#### SUPPLIED ENTRIES

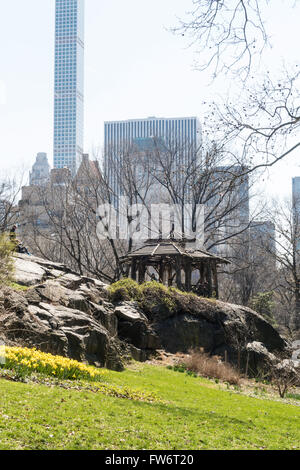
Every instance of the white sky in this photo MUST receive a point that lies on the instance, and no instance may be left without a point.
(134, 68)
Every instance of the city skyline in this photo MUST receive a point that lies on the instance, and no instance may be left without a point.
(69, 84)
(125, 78)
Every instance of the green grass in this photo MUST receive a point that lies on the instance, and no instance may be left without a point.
(193, 414)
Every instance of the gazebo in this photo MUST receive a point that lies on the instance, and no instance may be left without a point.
(172, 262)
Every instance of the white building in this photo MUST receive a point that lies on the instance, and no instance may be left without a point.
(39, 176)
(69, 84)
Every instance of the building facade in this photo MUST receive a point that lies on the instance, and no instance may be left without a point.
(40, 173)
(141, 136)
(69, 84)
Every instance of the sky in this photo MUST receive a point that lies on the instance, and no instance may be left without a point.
(134, 68)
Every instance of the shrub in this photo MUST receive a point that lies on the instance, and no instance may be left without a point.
(6, 260)
(125, 289)
(211, 366)
(156, 294)
(263, 303)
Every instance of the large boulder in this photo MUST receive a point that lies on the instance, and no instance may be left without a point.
(59, 330)
(65, 313)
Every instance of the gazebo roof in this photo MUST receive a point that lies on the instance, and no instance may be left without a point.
(154, 249)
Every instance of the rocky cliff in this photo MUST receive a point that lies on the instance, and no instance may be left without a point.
(64, 313)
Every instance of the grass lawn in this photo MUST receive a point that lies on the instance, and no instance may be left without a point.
(193, 414)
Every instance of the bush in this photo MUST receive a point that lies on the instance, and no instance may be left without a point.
(148, 295)
(155, 294)
(6, 260)
(211, 366)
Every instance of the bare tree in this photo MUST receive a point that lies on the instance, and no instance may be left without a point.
(9, 193)
(227, 34)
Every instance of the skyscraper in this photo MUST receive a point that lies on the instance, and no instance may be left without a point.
(69, 84)
(140, 135)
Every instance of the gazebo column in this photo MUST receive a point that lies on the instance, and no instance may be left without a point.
(188, 277)
(201, 272)
(209, 280)
(178, 273)
(142, 272)
(161, 272)
(170, 273)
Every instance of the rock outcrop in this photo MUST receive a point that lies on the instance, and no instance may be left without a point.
(67, 314)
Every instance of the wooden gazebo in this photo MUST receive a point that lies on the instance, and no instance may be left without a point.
(172, 262)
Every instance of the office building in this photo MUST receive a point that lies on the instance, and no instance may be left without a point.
(69, 84)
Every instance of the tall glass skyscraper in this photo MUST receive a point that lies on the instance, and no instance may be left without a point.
(69, 84)
(184, 133)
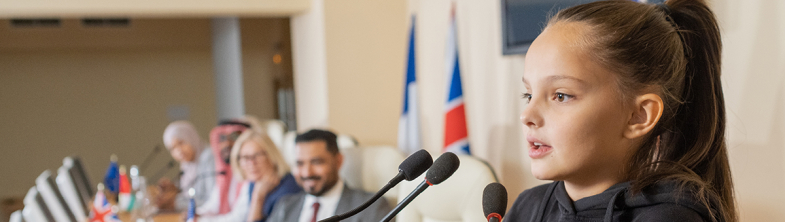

########

WRITTEN EXERCISE:
Turn the lines starting at the one containing "Every instance of the wooden" and ending at the end of the records into a numbered list, skipping blank lines. Leave the pictures out of the answer.

SOLUTION FOR THIS TASK:
1. Every instance of the wooden gazebo in this photo MUST receive a point that lies on the instance, and no instance may be left without a point.
2. (172, 262)
3. Every instance of the office building in this photo MUST receive a point that lies on the instance, and no instance may be left without a point.
4. (69, 84)
5. Every instance of the tall glass skyscraper in this photo MUST receive a point that lies on the instance, and no instance may be left without a point.
6. (69, 84)
7. (184, 133)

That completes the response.